Task goal: Return the lines from the line containing "Can you see the blurred" through the last line of the material below, exactly as they appear and with no others.
Data section Block Start
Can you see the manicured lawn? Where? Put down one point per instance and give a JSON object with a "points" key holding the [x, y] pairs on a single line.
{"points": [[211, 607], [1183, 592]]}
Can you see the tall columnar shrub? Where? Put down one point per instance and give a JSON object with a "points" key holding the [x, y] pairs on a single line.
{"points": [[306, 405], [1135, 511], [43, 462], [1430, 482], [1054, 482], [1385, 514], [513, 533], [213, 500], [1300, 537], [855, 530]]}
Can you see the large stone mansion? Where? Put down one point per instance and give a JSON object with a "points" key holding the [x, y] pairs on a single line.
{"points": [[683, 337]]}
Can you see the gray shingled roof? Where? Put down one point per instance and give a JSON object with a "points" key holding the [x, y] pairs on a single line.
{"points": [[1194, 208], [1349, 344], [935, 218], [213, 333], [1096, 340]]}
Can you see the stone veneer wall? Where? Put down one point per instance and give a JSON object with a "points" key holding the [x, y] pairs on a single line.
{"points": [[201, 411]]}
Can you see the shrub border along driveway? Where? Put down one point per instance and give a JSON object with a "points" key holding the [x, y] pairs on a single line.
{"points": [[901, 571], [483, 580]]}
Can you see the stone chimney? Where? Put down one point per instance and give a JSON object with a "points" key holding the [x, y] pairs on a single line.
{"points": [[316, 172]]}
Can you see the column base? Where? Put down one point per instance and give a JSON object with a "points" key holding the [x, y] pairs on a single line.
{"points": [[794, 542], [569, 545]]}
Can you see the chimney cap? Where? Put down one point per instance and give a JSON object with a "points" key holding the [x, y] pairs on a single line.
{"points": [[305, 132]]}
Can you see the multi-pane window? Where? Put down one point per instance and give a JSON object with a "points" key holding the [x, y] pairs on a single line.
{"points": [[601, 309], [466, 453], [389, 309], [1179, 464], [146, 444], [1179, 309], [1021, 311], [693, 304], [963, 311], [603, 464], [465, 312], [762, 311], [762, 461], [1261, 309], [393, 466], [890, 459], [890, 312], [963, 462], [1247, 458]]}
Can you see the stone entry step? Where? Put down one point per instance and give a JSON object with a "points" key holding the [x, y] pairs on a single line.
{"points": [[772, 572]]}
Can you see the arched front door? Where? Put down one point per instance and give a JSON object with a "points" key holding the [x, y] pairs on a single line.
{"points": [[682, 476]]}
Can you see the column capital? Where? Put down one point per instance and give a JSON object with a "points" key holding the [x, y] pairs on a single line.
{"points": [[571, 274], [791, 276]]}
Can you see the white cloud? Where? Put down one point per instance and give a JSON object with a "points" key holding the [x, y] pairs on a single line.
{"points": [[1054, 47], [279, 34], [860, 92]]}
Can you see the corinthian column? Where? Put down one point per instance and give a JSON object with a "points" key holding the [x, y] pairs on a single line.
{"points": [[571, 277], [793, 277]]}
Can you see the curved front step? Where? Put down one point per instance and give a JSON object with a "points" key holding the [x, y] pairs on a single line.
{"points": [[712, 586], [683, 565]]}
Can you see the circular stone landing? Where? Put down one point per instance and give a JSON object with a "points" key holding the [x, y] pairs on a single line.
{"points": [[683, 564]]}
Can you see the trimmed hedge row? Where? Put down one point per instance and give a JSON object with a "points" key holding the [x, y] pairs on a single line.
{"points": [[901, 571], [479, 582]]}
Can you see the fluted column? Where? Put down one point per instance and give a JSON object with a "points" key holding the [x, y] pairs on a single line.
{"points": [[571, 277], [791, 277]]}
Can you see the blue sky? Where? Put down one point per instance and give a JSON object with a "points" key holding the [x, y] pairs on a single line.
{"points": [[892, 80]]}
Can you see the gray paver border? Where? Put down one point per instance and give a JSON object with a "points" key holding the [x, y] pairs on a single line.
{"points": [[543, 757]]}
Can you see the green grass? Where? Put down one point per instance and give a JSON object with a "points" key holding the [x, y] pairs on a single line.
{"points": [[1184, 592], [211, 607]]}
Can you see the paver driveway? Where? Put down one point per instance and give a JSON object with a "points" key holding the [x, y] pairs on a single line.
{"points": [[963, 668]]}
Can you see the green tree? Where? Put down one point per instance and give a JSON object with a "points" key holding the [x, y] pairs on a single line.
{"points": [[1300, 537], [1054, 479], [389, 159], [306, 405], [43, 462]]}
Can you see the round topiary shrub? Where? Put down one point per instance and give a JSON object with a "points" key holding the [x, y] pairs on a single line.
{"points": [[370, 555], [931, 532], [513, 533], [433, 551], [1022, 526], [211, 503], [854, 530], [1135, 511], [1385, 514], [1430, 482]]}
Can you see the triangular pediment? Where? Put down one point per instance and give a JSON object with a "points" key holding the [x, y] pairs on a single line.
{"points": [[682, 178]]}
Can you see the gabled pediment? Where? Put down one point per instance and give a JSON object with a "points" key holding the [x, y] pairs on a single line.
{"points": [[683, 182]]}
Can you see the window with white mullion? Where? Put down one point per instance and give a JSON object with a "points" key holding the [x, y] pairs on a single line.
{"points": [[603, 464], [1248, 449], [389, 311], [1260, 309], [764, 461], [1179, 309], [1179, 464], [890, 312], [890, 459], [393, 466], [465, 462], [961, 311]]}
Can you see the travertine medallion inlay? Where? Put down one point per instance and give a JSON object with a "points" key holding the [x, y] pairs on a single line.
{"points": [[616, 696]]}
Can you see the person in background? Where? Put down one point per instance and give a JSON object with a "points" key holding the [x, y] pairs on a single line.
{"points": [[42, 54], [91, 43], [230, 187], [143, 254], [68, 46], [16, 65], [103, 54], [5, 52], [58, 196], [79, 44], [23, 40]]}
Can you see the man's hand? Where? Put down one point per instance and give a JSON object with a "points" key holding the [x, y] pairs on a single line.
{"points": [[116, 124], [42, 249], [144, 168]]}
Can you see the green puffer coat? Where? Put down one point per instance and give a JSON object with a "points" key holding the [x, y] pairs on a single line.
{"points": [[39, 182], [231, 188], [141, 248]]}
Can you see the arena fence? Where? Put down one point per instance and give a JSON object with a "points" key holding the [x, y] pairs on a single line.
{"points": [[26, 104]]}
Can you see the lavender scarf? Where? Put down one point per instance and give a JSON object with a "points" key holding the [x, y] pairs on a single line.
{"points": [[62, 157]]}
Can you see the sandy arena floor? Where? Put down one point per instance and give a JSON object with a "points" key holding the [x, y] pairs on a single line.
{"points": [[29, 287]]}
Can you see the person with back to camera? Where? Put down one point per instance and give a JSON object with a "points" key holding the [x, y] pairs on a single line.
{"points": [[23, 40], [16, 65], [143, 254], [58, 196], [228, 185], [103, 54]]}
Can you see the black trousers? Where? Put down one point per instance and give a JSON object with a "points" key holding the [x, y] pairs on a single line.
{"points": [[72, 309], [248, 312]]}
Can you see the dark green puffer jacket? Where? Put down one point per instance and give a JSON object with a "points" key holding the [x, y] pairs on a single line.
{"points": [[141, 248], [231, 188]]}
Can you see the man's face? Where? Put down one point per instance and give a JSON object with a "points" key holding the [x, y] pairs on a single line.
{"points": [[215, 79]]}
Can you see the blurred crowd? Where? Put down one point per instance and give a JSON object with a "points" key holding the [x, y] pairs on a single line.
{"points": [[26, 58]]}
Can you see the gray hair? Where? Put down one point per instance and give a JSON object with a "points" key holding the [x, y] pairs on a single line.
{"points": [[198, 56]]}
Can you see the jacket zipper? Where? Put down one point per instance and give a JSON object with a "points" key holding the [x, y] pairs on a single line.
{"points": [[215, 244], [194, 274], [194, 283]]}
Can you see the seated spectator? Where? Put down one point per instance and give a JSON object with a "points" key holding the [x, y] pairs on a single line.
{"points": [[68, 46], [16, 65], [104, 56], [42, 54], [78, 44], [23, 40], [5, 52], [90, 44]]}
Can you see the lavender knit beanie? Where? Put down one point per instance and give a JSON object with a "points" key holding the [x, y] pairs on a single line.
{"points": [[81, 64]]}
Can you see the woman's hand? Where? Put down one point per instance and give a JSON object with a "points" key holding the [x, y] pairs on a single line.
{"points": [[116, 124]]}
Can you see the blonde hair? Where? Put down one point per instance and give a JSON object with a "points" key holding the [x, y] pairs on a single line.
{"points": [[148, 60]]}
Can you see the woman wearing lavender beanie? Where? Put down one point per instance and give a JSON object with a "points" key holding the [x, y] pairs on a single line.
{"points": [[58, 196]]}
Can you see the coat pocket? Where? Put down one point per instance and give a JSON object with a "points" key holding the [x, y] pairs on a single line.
Data section Block End
Solved problem:
Can you see the blurred crowd? Where? Put down one point per instance and give a JSON object with a "points" key holding the [x, y] pairs on a single line.
{"points": [[26, 58]]}
Can you see the gray hair? Where? Put down one point per instance and give a JSON object with a "points" key holding the [x, y] pairs on a single line.
{"points": [[198, 56]]}
Can you see the jacket zipper? Where? Put down one point per instance and give a JSON object with a "points" key holding the [x, y] pairs on a single line.
{"points": [[215, 244], [194, 274], [194, 283]]}
Can you see the seated spectator? Where? Put down one point per instance and give a JSON object with a "points" key holding the [x, y] pairs on a single line.
{"points": [[68, 46], [16, 65], [104, 56], [42, 54], [78, 44], [23, 40], [5, 52], [90, 44]]}
Can you see the lavender knit beanie? Where? Put down one point per instance and give a JSON object with a "points" key holding the [x, y] pairs on a single line.
{"points": [[81, 64]]}
Can you see the woman's hand? Where? Put down one point per instance and give a JSON object with a "points" key holding the [x, y] pairs on a single line.
{"points": [[116, 124]]}
Can you see the blonde hair? Where? Put down one point per instance and give a JSON object with a "points" key holding the [x, y] pairs on a single line.
{"points": [[148, 60]]}
Can you see the woman wearing lavender beanie? Where? Put down one point per instance and give a JSON object with a "points" key holding the [x, y] pairs on a single line.
{"points": [[58, 196]]}
Can you see the coat pocket? Where? Put down one point per instance and give a JSON object with a "points" key holding the [x, y] pairs on a single line.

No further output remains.